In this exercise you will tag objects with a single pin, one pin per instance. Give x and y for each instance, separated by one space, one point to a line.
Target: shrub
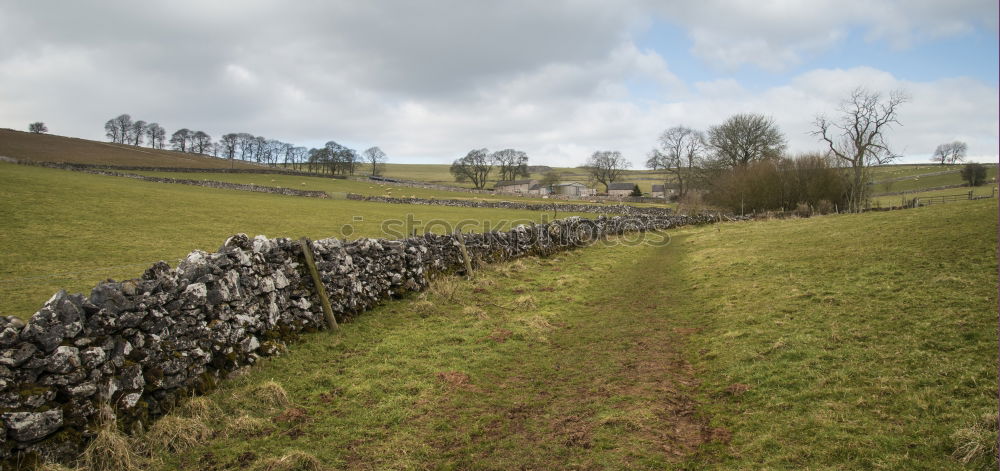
778 184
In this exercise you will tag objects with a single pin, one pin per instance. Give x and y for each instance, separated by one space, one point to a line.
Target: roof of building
514 182
621 186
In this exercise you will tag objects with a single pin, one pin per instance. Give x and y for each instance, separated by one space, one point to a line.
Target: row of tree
741 160
332 158
477 165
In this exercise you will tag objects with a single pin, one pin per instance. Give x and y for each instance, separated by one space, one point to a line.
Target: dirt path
608 389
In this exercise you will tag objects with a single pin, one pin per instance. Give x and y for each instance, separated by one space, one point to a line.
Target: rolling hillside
51 148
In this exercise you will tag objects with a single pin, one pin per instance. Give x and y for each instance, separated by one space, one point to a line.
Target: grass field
438 173
898 200
858 342
917 183
69 230
51 148
332 186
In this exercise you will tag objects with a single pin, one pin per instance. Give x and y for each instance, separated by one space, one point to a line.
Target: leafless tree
745 138
155 134
117 129
606 166
511 163
681 151
475 167
950 153
376 158
136 132
857 137
229 142
201 142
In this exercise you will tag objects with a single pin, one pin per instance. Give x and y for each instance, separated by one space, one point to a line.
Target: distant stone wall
96 170
653 211
266 170
139 345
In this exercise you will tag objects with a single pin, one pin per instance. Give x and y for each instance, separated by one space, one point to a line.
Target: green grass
897 200
917 182
69 230
52 148
438 173
858 342
332 186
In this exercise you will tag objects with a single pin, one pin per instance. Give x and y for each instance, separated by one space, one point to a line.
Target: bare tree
681 150
475 167
857 137
299 156
376 158
245 143
511 163
950 153
179 139
745 138
156 134
117 129
136 132
123 124
229 142
606 166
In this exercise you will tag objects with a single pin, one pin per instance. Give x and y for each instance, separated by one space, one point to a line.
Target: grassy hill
51 148
68 230
722 350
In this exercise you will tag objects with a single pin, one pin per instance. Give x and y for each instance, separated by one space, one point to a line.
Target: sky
560 79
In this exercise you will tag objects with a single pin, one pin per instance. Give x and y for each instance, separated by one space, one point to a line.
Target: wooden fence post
465 254
331 320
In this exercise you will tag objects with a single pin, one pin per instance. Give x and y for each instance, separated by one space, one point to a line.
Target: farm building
515 186
573 189
661 191
620 189
538 190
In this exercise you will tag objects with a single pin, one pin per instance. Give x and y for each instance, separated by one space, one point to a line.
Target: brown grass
977 442
51 148
110 450
246 426
292 461
175 434
268 393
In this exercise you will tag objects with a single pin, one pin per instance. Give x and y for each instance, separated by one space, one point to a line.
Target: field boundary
140 345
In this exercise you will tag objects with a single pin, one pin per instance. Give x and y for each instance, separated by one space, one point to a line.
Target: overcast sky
428 81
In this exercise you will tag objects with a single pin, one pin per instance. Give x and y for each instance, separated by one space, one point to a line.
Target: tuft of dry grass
268 393
201 408
110 450
293 461
977 442
175 434
423 307
445 287
525 301
474 311
246 426
55 467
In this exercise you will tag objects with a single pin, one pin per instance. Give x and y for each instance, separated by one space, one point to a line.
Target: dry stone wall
620 209
139 345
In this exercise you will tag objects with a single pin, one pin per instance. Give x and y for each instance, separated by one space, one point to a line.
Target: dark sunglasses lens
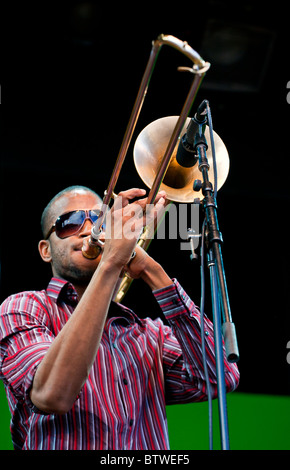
94 215
69 224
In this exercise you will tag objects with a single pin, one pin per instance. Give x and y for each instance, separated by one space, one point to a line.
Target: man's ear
44 250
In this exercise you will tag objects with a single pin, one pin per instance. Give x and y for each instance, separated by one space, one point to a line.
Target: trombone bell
149 150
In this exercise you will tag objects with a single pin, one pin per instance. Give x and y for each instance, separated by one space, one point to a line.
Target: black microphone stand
219 293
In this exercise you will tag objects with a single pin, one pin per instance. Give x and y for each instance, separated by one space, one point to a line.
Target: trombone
167 130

- - -

Exercise details
The last part of the records is the answer, beginning at the line that holds "Target: man's ear" and including the final line, repeated exactly.

Your response
Target: man's ear
44 250
In this exercise you will tag objects with a single pin, one pin per instance. Give x and y for each instance, separated by one space, one point to a line.
Target: trombone bell
149 150
In this exercise you will tag objects with a single pin, one pin per instance. Give x and y for each instance, separated by one space, one point to a line.
Target: black microphone stand
219 293
In this exercise you will tag objects with a single pin, one pin per instance. Give x and y for each instance, separated by one space, one point to a line.
Target: trombone
167 130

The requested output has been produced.